• _Exercise instructions_: Locate each line in the rows below that contains the word "wall", matching case exactly, and copy those lines out.

Bounding-box records

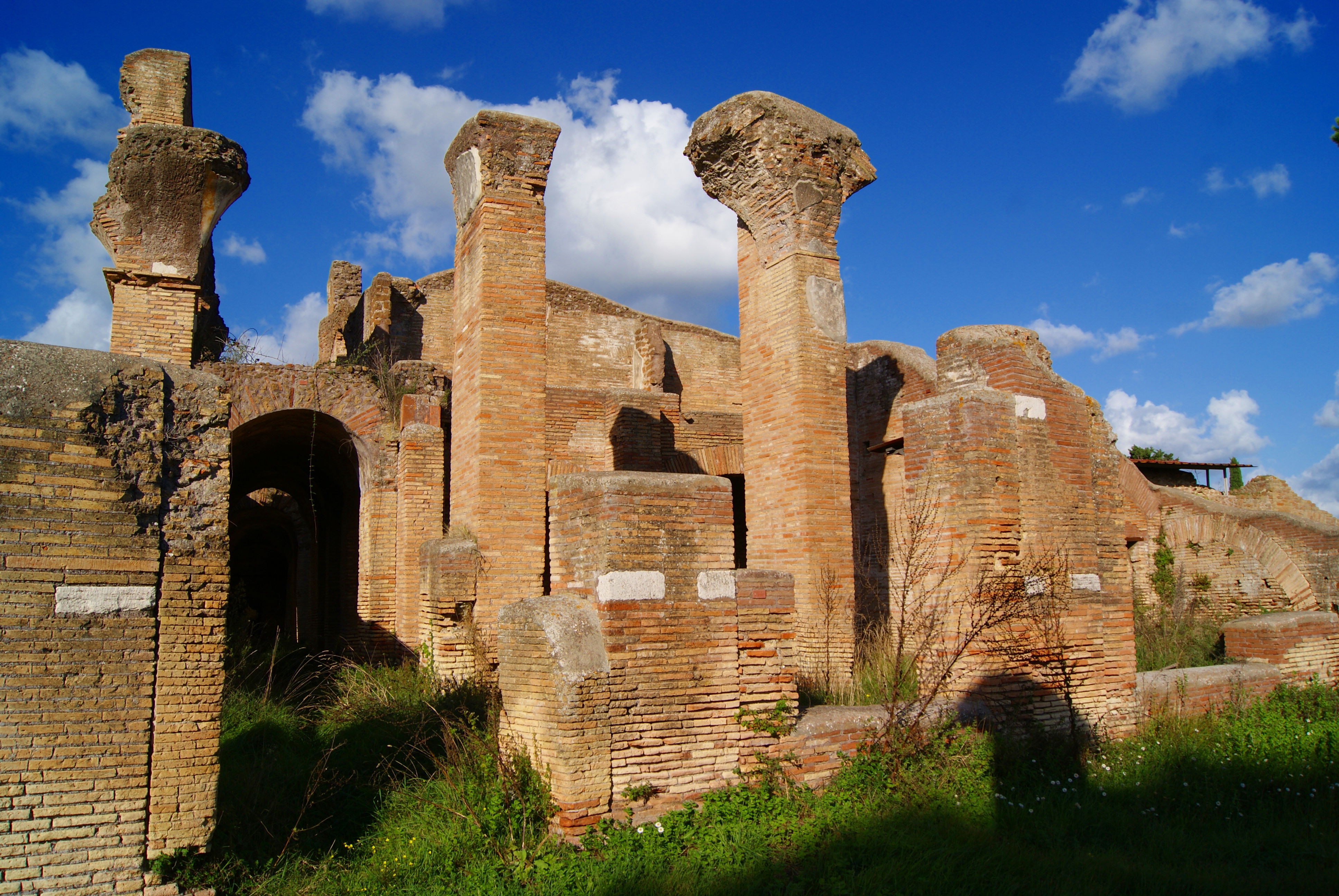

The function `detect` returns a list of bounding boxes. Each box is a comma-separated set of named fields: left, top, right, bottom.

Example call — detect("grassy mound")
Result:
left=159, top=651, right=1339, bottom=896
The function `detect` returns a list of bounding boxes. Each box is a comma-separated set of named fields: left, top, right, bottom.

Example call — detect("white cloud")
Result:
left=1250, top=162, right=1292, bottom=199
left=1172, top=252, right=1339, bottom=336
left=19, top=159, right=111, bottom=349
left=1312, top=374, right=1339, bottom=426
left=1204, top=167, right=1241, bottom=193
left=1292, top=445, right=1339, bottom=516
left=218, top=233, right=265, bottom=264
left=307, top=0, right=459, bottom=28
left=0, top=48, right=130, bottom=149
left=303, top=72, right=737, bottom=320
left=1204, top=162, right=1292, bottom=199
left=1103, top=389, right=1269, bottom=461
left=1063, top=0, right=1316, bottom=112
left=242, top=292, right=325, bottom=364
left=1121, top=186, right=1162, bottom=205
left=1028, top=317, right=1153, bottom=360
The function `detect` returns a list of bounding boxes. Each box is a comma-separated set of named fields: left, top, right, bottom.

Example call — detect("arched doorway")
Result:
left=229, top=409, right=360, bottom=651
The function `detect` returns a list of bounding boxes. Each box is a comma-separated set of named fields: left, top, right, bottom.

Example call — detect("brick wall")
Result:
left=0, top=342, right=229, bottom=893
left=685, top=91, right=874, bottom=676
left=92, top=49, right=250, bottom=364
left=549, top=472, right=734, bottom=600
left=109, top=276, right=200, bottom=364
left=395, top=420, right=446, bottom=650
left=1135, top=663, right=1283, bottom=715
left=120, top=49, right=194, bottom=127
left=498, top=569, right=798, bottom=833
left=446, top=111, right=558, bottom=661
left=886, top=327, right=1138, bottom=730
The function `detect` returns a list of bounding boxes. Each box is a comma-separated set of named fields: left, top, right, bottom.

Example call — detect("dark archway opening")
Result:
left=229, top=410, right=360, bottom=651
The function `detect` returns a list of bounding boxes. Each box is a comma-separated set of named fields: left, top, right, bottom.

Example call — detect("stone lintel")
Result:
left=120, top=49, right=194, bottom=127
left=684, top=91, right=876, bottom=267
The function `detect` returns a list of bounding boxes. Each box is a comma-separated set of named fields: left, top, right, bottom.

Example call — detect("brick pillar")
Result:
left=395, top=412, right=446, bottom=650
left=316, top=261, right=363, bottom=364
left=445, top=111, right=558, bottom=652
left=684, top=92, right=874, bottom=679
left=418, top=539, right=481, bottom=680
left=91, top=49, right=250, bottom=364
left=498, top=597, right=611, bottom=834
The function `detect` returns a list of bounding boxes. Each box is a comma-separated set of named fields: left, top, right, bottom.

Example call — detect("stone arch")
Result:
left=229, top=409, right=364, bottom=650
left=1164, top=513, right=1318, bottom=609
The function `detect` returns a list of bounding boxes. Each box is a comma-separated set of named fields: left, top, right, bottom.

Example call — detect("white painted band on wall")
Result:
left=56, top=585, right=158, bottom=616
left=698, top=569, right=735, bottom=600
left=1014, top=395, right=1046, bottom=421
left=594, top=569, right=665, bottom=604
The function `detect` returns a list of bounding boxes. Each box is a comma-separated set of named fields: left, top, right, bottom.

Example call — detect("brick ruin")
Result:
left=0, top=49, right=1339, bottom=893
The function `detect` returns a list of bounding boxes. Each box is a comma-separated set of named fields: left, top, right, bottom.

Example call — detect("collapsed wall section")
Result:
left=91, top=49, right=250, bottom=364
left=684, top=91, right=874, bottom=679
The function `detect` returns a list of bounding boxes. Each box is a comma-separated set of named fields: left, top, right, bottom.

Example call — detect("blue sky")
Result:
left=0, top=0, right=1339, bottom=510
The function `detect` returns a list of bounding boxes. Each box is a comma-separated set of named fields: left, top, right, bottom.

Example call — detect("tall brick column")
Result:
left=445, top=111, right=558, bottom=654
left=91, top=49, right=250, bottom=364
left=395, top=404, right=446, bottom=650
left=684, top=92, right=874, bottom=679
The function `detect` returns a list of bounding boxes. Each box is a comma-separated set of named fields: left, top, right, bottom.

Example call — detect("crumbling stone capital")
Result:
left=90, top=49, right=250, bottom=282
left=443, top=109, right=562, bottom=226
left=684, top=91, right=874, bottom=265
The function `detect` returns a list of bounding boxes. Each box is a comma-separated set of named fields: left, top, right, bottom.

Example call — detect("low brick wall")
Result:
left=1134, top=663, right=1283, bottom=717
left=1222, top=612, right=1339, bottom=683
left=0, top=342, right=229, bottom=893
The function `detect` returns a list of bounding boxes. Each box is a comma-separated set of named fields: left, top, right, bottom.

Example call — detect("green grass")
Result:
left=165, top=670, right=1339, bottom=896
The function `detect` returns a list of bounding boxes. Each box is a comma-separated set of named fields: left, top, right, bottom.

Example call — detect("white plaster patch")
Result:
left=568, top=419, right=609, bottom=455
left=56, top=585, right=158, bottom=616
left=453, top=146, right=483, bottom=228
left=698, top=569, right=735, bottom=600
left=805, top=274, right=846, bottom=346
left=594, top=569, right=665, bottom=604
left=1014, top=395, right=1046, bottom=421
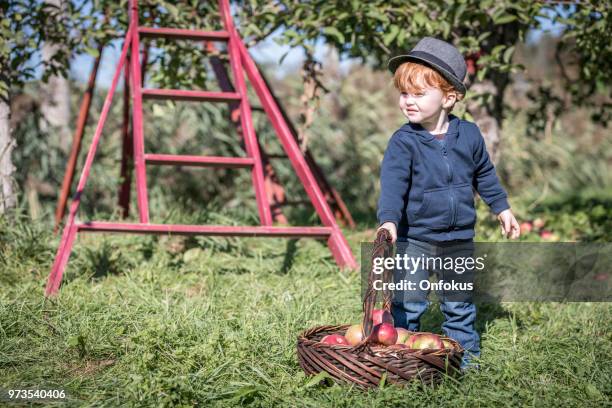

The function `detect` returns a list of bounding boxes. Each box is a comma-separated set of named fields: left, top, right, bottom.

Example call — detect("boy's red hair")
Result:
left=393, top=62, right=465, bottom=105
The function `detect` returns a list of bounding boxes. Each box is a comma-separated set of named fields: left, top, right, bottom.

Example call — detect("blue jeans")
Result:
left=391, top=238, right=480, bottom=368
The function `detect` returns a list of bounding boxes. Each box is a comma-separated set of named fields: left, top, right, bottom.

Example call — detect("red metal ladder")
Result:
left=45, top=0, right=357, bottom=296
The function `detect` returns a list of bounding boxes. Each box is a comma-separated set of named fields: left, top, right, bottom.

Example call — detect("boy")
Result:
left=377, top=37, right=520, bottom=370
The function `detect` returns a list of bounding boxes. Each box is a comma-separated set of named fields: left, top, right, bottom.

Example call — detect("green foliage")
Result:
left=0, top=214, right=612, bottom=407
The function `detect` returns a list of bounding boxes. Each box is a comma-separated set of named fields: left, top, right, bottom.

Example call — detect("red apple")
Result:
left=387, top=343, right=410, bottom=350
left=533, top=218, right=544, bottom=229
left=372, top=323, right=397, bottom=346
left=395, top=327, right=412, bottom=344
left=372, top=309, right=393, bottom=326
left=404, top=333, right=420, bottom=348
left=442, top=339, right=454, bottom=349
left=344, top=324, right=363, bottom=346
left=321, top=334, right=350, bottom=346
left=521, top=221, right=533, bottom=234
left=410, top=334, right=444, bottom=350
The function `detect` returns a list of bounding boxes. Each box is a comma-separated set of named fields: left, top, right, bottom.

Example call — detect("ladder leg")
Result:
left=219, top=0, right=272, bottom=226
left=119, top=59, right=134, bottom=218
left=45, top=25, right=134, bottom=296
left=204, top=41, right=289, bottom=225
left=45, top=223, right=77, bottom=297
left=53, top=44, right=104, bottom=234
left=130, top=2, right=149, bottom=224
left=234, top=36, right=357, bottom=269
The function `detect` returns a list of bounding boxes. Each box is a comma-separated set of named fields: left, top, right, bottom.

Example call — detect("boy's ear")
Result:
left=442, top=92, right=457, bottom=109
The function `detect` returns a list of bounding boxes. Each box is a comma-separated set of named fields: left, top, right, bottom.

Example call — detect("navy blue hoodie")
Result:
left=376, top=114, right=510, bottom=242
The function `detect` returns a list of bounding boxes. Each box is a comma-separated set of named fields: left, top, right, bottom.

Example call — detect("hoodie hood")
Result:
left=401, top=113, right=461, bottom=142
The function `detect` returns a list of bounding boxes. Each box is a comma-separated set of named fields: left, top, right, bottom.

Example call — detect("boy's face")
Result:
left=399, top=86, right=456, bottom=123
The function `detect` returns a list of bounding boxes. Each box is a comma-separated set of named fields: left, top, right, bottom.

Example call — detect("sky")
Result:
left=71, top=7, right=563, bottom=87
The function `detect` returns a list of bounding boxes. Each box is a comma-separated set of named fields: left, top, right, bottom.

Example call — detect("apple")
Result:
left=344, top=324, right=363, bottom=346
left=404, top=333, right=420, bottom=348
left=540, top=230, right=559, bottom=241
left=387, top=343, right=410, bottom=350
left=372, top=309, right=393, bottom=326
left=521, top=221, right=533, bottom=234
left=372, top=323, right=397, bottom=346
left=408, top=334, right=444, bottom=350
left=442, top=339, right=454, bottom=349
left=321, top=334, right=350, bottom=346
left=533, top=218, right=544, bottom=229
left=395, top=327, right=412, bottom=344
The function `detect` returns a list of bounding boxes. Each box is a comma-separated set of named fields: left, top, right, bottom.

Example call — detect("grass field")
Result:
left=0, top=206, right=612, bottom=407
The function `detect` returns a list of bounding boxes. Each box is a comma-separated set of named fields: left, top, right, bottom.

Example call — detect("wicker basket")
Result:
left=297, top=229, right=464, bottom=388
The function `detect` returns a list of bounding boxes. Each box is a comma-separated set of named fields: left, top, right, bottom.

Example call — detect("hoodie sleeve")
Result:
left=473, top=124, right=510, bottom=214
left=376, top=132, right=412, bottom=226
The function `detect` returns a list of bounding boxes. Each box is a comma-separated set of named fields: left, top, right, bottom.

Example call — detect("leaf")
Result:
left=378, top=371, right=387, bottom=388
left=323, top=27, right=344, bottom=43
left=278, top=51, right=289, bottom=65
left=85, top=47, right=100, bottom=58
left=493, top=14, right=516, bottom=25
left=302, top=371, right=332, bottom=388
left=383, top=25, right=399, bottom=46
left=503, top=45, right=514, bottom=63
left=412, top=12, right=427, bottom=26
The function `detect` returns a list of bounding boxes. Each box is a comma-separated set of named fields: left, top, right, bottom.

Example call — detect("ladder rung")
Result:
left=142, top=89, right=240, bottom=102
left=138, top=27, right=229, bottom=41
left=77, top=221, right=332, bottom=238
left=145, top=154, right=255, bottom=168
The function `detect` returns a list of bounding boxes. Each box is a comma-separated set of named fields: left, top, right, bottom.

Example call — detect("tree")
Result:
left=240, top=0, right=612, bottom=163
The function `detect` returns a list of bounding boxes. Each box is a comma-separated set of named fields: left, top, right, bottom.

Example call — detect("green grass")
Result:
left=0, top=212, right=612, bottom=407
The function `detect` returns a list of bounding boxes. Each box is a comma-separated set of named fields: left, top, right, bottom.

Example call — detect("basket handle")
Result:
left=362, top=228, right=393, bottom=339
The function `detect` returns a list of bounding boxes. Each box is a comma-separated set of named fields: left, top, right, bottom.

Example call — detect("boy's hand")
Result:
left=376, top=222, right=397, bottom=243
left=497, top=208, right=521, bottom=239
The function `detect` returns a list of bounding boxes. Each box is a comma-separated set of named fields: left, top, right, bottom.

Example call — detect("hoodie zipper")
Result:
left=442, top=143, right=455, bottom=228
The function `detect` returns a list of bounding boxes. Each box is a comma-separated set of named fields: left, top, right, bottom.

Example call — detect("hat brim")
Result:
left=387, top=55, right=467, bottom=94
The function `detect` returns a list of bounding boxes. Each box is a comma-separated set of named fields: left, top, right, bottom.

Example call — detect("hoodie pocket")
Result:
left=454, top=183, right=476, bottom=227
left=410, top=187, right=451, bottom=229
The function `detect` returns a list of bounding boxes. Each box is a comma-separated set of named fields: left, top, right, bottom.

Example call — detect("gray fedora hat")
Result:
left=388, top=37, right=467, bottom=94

• _Output_:
Example call — detect("brick wall")
Example call — detect("white painted band on wall")
Example call — detect("collapsed wall section")
Example call — detect("low brick wall")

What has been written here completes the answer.